» **GIVEN INSTRUCTION 1**
Decide whether each statement agrees with the passage on zirconia electrolyte films below: (a) The SOFC system developed by Siemens Westinghouse Power made its ZrO2 electrolyte film by EVD; (b) EPD moves charged particles with an alternating current electric field; (c) most EPD studies of the ZrO2 electrolyte film used water as the carrier of their suspensions. Answer yes or no for each and quote the words of the passage that decide it.
» **GIVEN INSTRUCTION 2**
Copy out the part of the passage on zirconia electrolyte films between "Various methods have" and "with great potential.", inclusive.

Various methods have been tested to make the ZrO2 electrolyte film, e.g., tape casting, colloidal casting, dry pressing, plasma spraying [5], electrochemical vapor deposition (EVD) [6], physical vapor deposition (PVD) [7], and more recently, electrophoretic deposition (EPD) [8]. Up to date, the most applicable SOFC system, which was developed by the Siemens Westinghouse Power, utilized EVD process for its ZrO2 electrolyte film. However, it is a very expensive process that prevents their achievements to be really commercialized. Because the cost of PVD is also high and most of the cheaper processes do have their difficulties of obtaining controllable precision and repeatable quality, EPD has become a prominent alternative with great potential.
EPD is a process with history. It employs a direct current (DC) electric field to move and deposit charged particles in suspension onto an arbitrarily shaped electrode with opposite charge. Such a process is ideal for ceramic materials, and even multilayer ceramic composites, with layer thickness down to 2 μm [9], have been successfully made via EPD. This cheap and fast technique not only makes complicatedly shaped ceramic products possible for wide applications but also avoids such difficulties as debinder compared to other wet processes when additives are inevitable. Most of all, the controllability of deposit thickness and uniformity, the simplicity of process apparatus, as well as the feasibility to mass production make EPD one of the best choices to fabricate the ZrO2 electrolyte film.
Numerous studies have been published on the use of EPD to produce ceramic films and coatings. Among them, some were devoted to the fabrication of the ZrO2 electrolyte film onto porous anode or cathode substrates [10]. In spite of both the economic and environmental disadvantages, however, most of these researches employed organic solvents, instead of water, as the carrier of their suspensions to avoid the detrimental effects of electrolysis of water on the quality of deposited film. Although there are a few studies [11–22] focused on the development of aqueous EPD technique with suppressed/controlled electrolysis problem, seldom has been found in the field of SOFC. In this paper, preparation of yttria-stabilized zirconia (YSZ) electrolyte film on a porous anode Ni/YSZ cermet was investigated using aqueous EPD. In addition, the effects of process parameters on deposition rate and quality of the film were discussed.

» **ROWS**

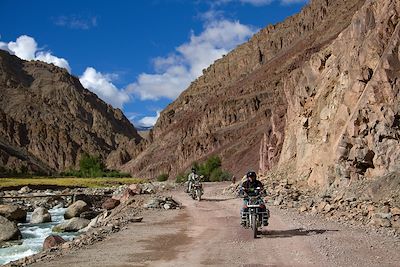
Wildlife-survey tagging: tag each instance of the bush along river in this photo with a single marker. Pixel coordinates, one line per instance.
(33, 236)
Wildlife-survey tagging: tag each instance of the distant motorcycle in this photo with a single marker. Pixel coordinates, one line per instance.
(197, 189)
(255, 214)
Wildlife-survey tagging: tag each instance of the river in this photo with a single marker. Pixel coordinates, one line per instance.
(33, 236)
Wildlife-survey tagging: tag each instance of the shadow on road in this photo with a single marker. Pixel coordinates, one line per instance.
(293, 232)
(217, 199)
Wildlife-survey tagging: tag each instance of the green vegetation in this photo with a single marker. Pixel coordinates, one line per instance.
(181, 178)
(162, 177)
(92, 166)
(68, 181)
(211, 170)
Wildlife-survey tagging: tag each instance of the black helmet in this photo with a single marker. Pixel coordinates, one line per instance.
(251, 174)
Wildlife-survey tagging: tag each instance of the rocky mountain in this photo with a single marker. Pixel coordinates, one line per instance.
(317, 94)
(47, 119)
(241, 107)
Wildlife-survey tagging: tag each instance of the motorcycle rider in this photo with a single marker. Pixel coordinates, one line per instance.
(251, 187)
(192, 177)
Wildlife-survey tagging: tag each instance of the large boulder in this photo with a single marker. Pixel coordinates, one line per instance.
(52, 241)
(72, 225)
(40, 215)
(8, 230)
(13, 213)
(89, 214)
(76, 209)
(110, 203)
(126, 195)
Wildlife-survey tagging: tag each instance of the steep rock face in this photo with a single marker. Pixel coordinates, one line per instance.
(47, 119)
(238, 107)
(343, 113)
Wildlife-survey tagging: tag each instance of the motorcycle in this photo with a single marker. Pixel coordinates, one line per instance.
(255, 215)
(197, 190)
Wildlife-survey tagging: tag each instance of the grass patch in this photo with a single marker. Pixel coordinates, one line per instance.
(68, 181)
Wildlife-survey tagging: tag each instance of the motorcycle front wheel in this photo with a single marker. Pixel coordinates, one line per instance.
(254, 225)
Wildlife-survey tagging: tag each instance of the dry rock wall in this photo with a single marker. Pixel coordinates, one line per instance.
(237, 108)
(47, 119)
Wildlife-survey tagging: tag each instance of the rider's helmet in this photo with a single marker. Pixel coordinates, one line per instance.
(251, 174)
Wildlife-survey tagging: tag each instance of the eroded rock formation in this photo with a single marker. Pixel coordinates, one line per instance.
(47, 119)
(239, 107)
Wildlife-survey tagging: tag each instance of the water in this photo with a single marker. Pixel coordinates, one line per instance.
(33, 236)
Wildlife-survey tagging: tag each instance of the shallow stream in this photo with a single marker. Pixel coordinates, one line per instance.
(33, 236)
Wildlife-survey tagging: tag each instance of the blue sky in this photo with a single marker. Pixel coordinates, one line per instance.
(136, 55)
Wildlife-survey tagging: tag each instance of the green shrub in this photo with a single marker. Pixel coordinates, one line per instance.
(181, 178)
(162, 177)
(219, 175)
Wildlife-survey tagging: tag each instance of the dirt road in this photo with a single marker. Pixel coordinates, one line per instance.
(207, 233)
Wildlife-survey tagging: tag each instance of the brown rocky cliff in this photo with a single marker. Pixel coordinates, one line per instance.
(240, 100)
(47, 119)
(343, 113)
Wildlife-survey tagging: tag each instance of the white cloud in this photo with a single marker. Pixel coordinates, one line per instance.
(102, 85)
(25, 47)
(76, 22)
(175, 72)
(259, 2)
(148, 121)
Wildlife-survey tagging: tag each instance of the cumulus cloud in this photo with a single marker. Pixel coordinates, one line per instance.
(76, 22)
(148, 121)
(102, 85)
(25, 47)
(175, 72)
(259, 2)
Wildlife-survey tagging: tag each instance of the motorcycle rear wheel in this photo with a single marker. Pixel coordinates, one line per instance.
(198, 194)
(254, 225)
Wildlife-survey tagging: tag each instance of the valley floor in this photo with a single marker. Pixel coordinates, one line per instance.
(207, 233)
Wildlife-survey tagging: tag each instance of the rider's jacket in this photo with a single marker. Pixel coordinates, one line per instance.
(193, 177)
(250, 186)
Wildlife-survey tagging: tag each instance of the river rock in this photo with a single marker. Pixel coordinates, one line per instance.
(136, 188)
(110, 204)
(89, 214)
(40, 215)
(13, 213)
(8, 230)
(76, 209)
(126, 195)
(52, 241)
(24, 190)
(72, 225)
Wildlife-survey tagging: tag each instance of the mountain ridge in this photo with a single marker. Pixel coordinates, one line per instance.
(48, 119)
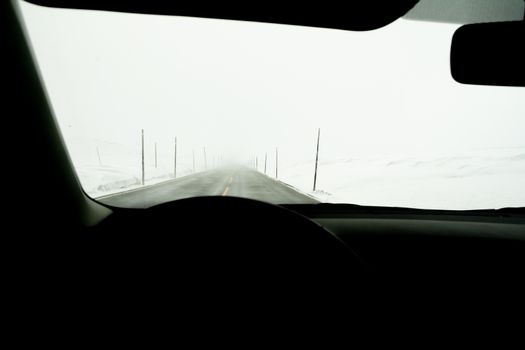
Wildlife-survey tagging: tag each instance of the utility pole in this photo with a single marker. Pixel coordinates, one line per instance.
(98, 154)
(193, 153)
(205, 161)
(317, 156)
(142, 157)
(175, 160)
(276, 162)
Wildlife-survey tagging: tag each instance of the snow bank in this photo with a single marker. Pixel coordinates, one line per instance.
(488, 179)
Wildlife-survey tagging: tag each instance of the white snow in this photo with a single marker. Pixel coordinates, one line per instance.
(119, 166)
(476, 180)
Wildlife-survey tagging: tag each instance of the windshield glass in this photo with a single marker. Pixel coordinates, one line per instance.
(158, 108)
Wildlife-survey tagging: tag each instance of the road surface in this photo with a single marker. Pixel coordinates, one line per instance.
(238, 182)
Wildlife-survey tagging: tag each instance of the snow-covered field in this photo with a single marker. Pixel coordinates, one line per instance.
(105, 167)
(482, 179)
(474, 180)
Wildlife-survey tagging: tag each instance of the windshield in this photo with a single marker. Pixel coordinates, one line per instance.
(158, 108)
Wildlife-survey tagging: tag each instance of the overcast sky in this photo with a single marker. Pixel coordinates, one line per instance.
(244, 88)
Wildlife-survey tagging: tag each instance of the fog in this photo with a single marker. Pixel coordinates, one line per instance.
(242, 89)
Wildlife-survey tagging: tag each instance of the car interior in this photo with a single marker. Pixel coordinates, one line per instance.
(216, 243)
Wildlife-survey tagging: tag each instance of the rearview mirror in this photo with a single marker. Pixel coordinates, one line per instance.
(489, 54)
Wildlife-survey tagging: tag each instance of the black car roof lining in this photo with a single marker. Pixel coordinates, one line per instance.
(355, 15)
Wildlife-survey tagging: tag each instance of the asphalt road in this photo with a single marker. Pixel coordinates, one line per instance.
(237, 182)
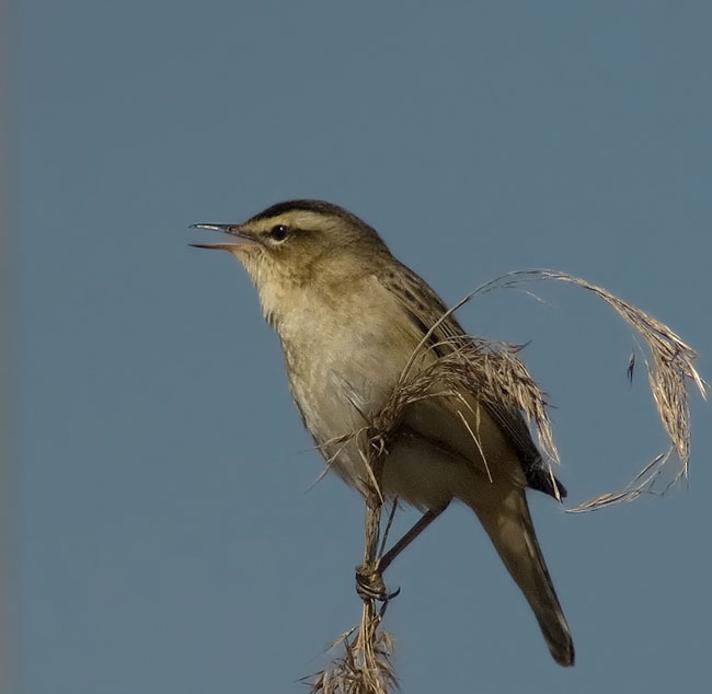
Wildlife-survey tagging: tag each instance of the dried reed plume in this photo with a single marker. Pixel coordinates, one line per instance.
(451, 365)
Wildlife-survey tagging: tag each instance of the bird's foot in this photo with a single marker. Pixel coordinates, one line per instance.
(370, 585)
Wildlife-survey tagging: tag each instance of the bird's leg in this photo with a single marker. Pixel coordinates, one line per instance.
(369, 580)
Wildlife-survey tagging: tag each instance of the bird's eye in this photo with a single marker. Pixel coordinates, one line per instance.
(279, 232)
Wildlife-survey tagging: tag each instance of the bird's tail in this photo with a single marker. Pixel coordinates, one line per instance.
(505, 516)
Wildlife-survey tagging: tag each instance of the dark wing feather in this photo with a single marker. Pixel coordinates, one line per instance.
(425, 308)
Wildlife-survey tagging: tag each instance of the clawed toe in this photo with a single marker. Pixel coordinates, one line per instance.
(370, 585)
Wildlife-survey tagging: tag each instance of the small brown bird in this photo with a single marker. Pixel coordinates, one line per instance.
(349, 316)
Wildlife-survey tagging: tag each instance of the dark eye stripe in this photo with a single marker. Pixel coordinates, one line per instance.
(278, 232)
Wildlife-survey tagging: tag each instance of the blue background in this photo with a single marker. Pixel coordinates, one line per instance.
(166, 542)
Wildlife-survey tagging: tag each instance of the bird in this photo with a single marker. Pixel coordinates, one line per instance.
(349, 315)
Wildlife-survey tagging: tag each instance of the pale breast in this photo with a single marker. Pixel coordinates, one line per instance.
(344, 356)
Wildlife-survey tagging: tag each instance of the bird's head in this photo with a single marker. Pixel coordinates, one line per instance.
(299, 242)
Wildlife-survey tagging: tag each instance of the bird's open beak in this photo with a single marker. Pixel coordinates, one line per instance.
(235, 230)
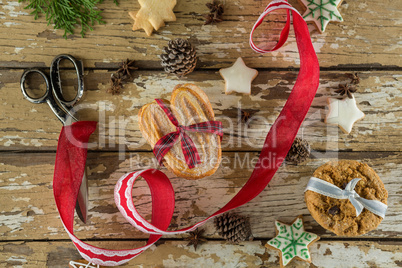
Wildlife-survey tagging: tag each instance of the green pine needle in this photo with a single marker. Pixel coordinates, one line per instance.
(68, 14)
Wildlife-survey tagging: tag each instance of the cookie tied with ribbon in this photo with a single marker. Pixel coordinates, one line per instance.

» **RIGHT ANSWER 1**
(a) Yes: "utilized EVD process for its ZrO2 electrolyte film"
(b) No: "It employs a direct current (DC) electric field"
(c) No: "most of these researches employed organic solvents, instead of water, as the carrier of their suspensions"

» **RIGHT ANSWER 2**
Various methods have been tested to make the ZrO2 electrolyte film, e.g., tape casting, colloidal casting, dry pressing, plasma spraying [5], electrochemical vapor deposition (EVD) [6], physical vapor deposition (PVD) [7], and more recently, electrophoretic deposition (EPD) [8]. Up to date, the most applicable SOFC system, which was developed by the Siemens Westinghouse Power, utilized EVD process for its ZrO2 electrolyte film. However, it is a very expensive process that prevents their achievements to be really commercialized. Because the cost of PVD is also high and most of the cheaper processes do have their difficulties of obtaining controllable precision and repeatable quality, EPD has become a prominent alternative with great potential.